- Opening Delimiter -
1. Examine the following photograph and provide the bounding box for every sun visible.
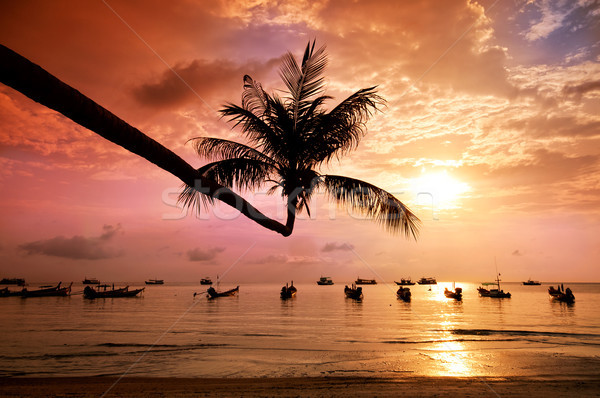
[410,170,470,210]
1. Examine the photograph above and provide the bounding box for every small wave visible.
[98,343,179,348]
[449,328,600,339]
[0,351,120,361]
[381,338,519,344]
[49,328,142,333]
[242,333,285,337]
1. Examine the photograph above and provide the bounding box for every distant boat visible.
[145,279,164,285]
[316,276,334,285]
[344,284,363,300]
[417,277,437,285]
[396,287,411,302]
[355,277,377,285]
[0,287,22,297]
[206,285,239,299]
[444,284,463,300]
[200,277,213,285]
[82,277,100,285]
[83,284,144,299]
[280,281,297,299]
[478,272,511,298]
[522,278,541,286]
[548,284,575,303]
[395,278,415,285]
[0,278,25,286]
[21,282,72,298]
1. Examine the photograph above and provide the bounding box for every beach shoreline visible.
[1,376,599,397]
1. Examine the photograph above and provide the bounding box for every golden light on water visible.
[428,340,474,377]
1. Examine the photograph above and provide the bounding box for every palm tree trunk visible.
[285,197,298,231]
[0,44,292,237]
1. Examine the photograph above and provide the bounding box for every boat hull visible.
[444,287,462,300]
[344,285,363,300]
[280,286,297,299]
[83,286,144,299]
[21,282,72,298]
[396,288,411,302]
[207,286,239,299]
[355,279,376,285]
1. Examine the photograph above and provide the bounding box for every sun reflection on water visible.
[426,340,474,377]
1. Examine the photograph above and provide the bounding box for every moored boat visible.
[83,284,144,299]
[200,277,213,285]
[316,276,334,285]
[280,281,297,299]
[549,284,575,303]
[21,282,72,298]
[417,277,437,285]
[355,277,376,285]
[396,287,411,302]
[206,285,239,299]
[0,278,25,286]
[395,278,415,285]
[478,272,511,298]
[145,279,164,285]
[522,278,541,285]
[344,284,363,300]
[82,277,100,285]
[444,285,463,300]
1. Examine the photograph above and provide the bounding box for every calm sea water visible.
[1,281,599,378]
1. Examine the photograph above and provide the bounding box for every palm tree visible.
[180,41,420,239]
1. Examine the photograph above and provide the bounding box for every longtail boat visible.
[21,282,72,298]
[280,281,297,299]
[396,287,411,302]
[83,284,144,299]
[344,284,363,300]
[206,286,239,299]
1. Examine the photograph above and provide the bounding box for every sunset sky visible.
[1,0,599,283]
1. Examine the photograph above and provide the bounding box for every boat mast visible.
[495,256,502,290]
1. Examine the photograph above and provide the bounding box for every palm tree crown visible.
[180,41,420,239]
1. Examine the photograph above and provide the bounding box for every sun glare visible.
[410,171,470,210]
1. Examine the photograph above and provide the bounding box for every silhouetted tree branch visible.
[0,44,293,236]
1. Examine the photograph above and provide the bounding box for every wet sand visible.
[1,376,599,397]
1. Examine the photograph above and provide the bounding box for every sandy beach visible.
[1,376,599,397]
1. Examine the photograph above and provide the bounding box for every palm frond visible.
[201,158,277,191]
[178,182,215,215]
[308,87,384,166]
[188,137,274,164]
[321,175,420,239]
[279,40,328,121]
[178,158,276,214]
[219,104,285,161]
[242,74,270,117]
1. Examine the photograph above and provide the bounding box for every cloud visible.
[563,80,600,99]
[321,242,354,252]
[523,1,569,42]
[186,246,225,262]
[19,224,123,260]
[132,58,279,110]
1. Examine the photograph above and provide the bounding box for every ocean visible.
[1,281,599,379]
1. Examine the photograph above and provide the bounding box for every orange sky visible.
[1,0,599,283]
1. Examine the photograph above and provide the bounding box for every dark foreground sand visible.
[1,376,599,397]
- Closing Delimiter -
- Opening Delimiter -
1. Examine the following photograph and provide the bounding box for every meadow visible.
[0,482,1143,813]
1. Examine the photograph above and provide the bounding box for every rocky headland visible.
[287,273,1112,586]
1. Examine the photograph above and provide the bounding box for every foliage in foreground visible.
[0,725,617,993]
- Closing Delimiter -
- Opening Delimiter -
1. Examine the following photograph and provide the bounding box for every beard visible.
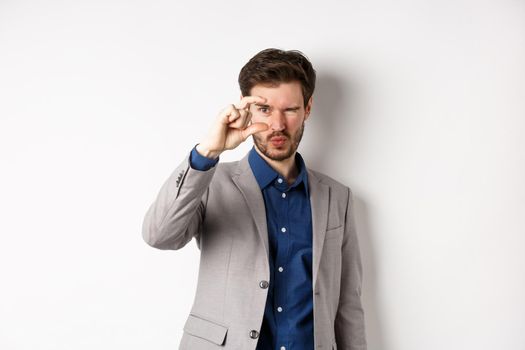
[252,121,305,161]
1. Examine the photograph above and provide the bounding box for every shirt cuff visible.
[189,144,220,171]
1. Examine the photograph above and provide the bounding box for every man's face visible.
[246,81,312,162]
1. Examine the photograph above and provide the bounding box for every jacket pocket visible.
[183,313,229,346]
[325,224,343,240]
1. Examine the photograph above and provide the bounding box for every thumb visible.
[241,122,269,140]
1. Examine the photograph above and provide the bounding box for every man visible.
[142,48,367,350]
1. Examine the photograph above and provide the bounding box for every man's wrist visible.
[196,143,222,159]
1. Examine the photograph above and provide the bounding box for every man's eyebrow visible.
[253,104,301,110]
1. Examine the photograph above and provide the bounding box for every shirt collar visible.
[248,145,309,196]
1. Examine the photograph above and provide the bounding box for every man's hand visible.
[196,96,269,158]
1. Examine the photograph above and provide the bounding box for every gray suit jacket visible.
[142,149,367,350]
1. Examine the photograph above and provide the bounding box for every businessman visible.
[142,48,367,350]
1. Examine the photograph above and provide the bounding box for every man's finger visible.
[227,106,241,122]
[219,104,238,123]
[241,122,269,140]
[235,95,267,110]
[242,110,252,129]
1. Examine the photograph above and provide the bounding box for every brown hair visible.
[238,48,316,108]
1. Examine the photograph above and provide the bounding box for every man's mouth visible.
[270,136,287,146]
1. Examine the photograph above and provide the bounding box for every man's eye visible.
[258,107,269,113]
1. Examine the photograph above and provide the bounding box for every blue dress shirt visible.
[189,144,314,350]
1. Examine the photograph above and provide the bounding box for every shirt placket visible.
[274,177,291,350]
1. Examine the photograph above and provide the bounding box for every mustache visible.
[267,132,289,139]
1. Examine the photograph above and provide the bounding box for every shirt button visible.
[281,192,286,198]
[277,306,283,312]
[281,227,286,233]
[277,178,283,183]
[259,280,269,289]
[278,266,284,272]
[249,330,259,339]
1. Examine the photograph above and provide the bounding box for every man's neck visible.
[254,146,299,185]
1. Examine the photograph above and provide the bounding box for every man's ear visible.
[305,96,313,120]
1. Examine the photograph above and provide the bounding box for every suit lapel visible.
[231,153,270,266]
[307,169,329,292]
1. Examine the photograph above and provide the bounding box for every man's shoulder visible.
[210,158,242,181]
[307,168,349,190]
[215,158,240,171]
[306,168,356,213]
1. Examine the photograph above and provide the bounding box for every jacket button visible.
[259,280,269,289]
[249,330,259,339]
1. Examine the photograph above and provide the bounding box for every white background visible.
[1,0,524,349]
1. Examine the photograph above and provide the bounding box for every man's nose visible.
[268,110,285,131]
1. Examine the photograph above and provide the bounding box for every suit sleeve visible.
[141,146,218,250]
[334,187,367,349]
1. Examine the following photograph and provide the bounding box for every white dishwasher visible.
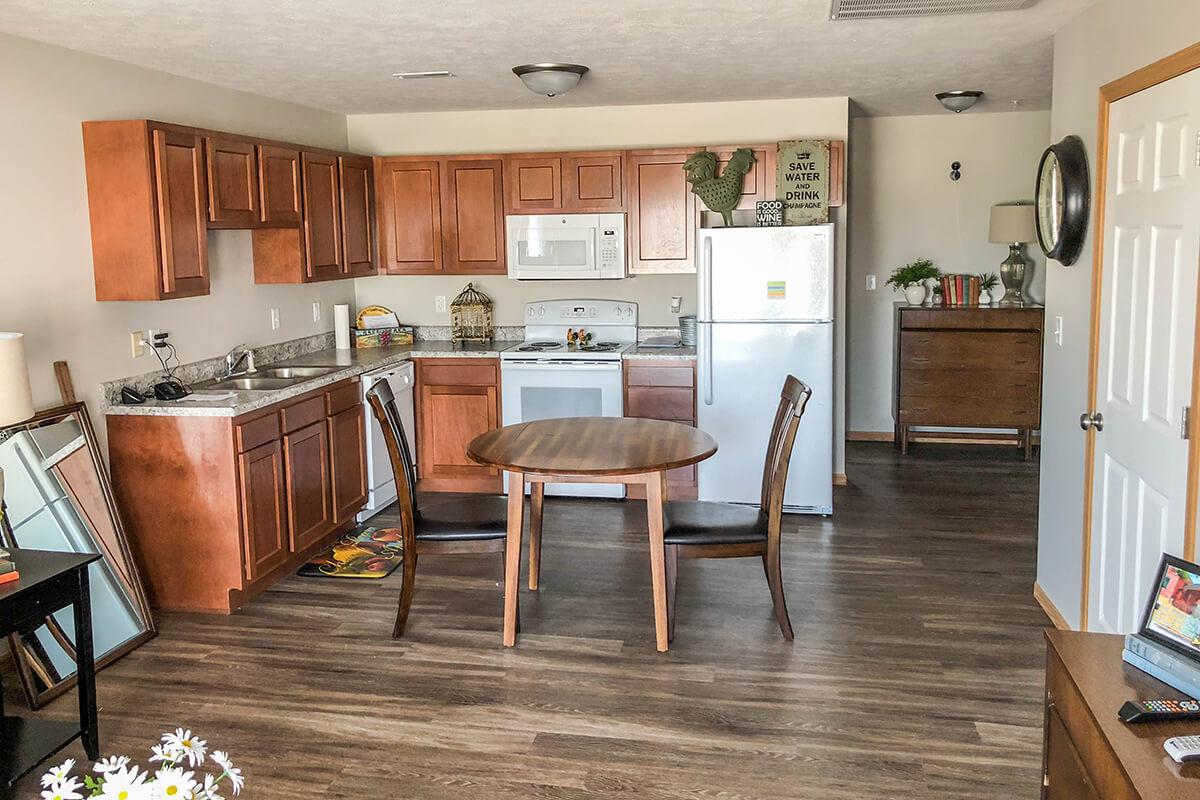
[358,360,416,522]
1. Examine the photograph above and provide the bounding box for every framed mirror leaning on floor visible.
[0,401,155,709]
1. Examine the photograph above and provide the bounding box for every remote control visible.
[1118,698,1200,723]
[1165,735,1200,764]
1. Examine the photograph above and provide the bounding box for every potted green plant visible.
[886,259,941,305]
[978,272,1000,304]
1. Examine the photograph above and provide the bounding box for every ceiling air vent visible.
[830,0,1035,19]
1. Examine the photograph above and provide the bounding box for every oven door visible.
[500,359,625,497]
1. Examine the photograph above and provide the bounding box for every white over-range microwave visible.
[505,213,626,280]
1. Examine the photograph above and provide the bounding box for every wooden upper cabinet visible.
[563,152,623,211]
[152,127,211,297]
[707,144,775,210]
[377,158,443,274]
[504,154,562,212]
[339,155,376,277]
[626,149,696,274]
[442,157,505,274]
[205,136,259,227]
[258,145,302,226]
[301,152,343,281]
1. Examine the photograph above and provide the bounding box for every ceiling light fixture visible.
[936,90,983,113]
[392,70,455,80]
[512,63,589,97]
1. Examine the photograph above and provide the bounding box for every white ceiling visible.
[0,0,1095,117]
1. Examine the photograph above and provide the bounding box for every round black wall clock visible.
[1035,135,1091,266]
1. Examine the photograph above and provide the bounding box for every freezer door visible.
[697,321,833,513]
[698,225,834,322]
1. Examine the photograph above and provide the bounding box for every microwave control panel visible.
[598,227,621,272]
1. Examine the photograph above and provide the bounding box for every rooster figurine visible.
- Closing Delimiter -
__Problem requirements__
Within the material above, copy exactly the lines from the line that holds "oven door visible." up to and including the line that holds "rooster figurine visible.".

__Written answer__
1. Examine the photograph above and provide the bounding box for every oven door visible.
[500,359,625,497]
1. Examine the photograph above and provide the bounding box for every white over-range microwave visible.
[505,213,626,280]
1. Examine the photograph above and provide the bounding box for every wooden upper cabinet visible.
[563,152,623,211]
[152,127,211,297]
[707,144,775,210]
[377,158,443,274]
[504,154,562,212]
[339,155,376,277]
[626,149,696,274]
[442,157,505,274]
[205,136,259,227]
[258,145,302,226]
[301,152,343,281]
1. Examine the photograph above and provide the bounding box for every ceiling light fixture visible.
[936,90,983,113]
[392,70,455,80]
[512,63,589,97]
1. Examine the photograph above and provide the bounding box for every white ceiling visible.
[0,0,1095,117]
1. Examine the photograph above and provide the bounding box for every round black wall clock visible.
[1035,135,1091,266]
1. Examine the photograph above and provide the bounding box for every freezer door visible.
[697,321,833,513]
[698,225,834,322]
1. Examine the photograph above and provide the bounding box for every microwave control panel visible.
[598,227,621,272]
1. Examine the photograph above and provide the bounding box for every rooster figurine visible.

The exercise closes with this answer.